Only the text is wanted; write out each record below exactly and exclude all pictures.

[Collected data]

....................

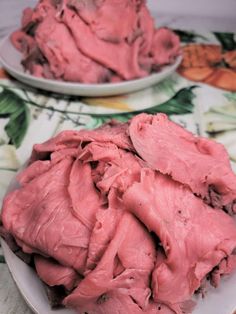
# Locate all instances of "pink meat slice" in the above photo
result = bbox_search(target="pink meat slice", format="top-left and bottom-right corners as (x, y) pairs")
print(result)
(2, 113), (236, 314)
(30, 120), (132, 162)
(151, 28), (180, 66)
(17, 160), (52, 186)
(137, 5), (155, 72)
(79, 142), (142, 195)
(31, 0), (57, 20)
(35, 16), (110, 82)
(34, 255), (80, 290)
(129, 113), (236, 213)
(210, 255), (236, 288)
(123, 169), (236, 312)
(68, 158), (104, 230)
(2, 158), (92, 274)
(21, 8), (34, 28)
(64, 212), (156, 313)
(11, 0), (180, 83)
(11, 31), (36, 55)
(61, 8), (147, 80)
(72, 291), (176, 314)
(85, 207), (123, 272)
(68, 0), (139, 43)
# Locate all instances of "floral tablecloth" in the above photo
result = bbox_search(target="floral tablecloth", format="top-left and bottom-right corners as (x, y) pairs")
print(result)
(0, 28), (236, 299)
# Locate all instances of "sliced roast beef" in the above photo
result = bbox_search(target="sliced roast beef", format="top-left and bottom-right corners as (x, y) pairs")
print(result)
(2, 113), (236, 314)
(34, 255), (80, 290)
(30, 120), (132, 162)
(2, 158), (93, 274)
(129, 113), (236, 213)
(123, 169), (236, 312)
(61, 8), (147, 80)
(35, 15), (110, 82)
(64, 212), (156, 313)
(11, 0), (180, 83)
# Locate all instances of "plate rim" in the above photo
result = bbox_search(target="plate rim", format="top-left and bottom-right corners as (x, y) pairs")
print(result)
(1, 239), (41, 314)
(0, 34), (182, 96)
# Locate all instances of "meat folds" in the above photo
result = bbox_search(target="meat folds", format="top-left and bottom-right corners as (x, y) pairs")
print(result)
(2, 113), (236, 314)
(11, 0), (180, 83)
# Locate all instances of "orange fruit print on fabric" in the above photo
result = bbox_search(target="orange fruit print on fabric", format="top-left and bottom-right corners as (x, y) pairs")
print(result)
(178, 43), (236, 92)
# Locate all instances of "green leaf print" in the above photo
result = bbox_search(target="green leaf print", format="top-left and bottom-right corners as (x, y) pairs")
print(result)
(174, 29), (208, 43)
(0, 255), (5, 263)
(214, 32), (236, 51)
(0, 88), (30, 148)
(88, 86), (197, 128)
(144, 86), (196, 115)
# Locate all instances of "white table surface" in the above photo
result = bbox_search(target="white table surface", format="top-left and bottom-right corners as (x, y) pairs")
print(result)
(0, 1), (235, 314)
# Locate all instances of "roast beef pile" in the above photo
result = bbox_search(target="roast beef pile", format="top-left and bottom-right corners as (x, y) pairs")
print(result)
(11, 0), (180, 83)
(1, 113), (236, 314)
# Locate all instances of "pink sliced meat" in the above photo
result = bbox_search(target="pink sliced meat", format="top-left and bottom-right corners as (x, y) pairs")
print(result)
(2, 158), (91, 274)
(151, 28), (180, 66)
(35, 16), (110, 82)
(123, 169), (236, 312)
(34, 255), (80, 290)
(11, 31), (36, 55)
(21, 8), (34, 28)
(11, 0), (181, 83)
(17, 160), (52, 186)
(68, 158), (104, 230)
(129, 113), (236, 213)
(68, 0), (139, 43)
(61, 8), (147, 80)
(30, 120), (132, 162)
(64, 212), (156, 313)
(2, 113), (236, 314)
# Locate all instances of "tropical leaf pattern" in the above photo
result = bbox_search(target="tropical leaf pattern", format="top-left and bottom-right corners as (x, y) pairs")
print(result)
(87, 86), (196, 128)
(0, 88), (30, 148)
(214, 32), (236, 51)
(174, 29), (208, 43)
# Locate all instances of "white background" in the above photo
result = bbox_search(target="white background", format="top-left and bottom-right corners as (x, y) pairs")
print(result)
(0, 1), (235, 46)
(148, 0), (236, 19)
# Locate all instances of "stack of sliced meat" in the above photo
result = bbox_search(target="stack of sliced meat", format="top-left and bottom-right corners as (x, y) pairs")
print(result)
(11, 0), (180, 83)
(2, 113), (236, 314)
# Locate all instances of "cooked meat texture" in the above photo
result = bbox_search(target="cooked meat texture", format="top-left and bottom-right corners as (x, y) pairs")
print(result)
(10, 0), (180, 83)
(30, 119), (133, 162)
(64, 212), (156, 313)
(123, 169), (236, 312)
(35, 15), (110, 82)
(34, 255), (80, 290)
(2, 113), (236, 314)
(2, 158), (100, 274)
(129, 113), (236, 213)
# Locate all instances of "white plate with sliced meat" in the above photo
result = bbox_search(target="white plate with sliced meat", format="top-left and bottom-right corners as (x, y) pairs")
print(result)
(0, 35), (182, 97)
(1, 113), (236, 314)
(1, 181), (236, 314)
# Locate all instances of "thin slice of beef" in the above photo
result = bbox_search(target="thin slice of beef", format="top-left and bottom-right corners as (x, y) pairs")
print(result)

....................

» **Answer space**:
# Locate all instances of "pink meat slice" in the above photo
result = bbox_search(target="pink meat slice", format="top-left and bottom-right corners as (x, y) pairs")
print(result)
(2, 113), (236, 314)
(30, 120), (132, 162)
(151, 28), (180, 66)
(17, 160), (52, 186)
(137, 5), (155, 72)
(79, 142), (142, 195)
(31, 0), (57, 20)
(35, 16), (110, 82)
(34, 255), (80, 290)
(129, 113), (236, 213)
(210, 255), (236, 288)
(123, 169), (236, 312)
(68, 158), (104, 230)
(2, 158), (92, 274)
(21, 8), (34, 28)
(64, 212), (156, 313)
(11, 0), (180, 83)
(11, 31), (36, 55)
(61, 8), (147, 80)
(72, 291), (176, 314)
(85, 207), (123, 272)
(68, 0), (139, 43)
# Locate all instances of "floral tablecloth" in the above photo
result = bbox_search(target="floral tablecloth", format="top-left and bottom-right corners as (x, y) pairs")
print(result)
(0, 28), (236, 299)
# Locate all instances of "sliced roast beef" in the above photo
result = bbox_search(target="sliced roast beef", format="top-left and bottom-right corners as (x, y) pairs")
print(result)
(2, 113), (236, 314)
(34, 255), (80, 290)
(30, 120), (132, 162)
(2, 158), (93, 274)
(129, 113), (236, 213)
(123, 169), (236, 312)
(61, 8), (147, 80)
(35, 15), (110, 82)
(64, 212), (156, 313)
(11, 0), (180, 83)
# Locate all instances of "plate rim" in the above photo
result = bbox_search(target="plate rim", format="top-left and bottom-right corners as (x, y) pairs")
print(result)
(1, 239), (41, 314)
(0, 34), (182, 96)
# Locate all instances of "meat folds" in the above photo
result = bbox_search(target="meat folds", format="top-left and bottom-right corners as (x, y) pairs")
print(result)
(2, 113), (236, 314)
(11, 0), (180, 83)
# Locate all instances of "orange fruit print on fabric" in the above photo
result = bbox_search(target="orange fruit print on fabric", format="top-left and bottom-right corners as (x, y) pairs")
print(result)
(178, 43), (236, 92)
# Locate all instances of "green leaf print" in the above photo
result = bbox_search(target="green leaf print", format="top-left and bottom-right corners as (x, y) pairs")
print(result)
(174, 29), (208, 43)
(0, 255), (5, 263)
(214, 32), (236, 51)
(0, 88), (30, 148)
(88, 86), (197, 128)
(144, 86), (196, 115)
# Locate all instances of "white table surface" in the above photo
result = bbox_search(target="white table surface", format="top-left and bottom-right corners as (x, y) pairs")
print(result)
(0, 1), (235, 314)
# Locate all instances of "roast beef pile" in the above photo
result = bbox_search(target="roast beef pile", format="top-left and bottom-right corners as (x, y) pairs")
print(result)
(11, 0), (180, 83)
(1, 113), (236, 314)
# Locate all instances of "pink sliced meat" in the above photo
result = bbox_search(target="pink sliced meat", format="top-left and bottom-right corners as (x, y) pairs")
print(result)
(2, 158), (91, 274)
(151, 28), (180, 66)
(35, 16), (110, 82)
(123, 169), (236, 312)
(34, 255), (80, 290)
(11, 31), (36, 55)
(21, 8), (34, 28)
(11, 0), (181, 83)
(17, 160), (52, 186)
(68, 158), (104, 230)
(129, 113), (236, 213)
(68, 0), (139, 43)
(61, 8), (147, 80)
(30, 120), (132, 162)
(64, 212), (156, 313)
(2, 113), (236, 314)
# Locate all instances of "tropical leaf pattern" in the above photo
result = bbox_search(target="tropical leaf pattern", format="top-left and bottom-right corners as (x, y) pairs")
print(result)
(87, 86), (196, 128)
(0, 88), (30, 148)
(214, 32), (236, 51)
(174, 29), (208, 43)
# Locate all instances of "white background" in the above photo
result = bbox_search(target="white background", format="top-left and bottom-right corners as (x, y) pairs")
print(result)
(0, 1), (235, 46)
(148, 0), (236, 19)
# Locate all instances of "stack of sliced meat" in the above photo
result = bbox_search(target="stack of sliced meat", format="top-left and bottom-right corners as (x, y) pairs")
print(result)
(11, 0), (180, 83)
(2, 113), (236, 314)
# Locate all instances of "cooked meat texture" in the above photo
result = bbox_search(target="cooked meat texture", format="top-left and bottom-right corners as (x, y) pairs")
print(result)
(10, 0), (180, 83)
(30, 119), (133, 162)
(64, 212), (156, 313)
(123, 169), (236, 312)
(35, 15), (110, 82)
(34, 255), (80, 290)
(2, 113), (236, 314)
(2, 158), (100, 274)
(129, 113), (236, 213)
# Locate all instances of "white plate with sliced meat" in the above photo
result = bbox_search(target="white plate with sliced meat", format="top-left and bottom-right corners as (x, y) pairs")
print(result)
(0, 35), (182, 97)
(1, 113), (236, 314)
(1, 181), (236, 314)
# Locate all instances of "thin slice of beef" in the above photo
result = bbox_search(target="thin slice of beef", format="top-left and bottom-right corners as (x, y) pairs")
print(result)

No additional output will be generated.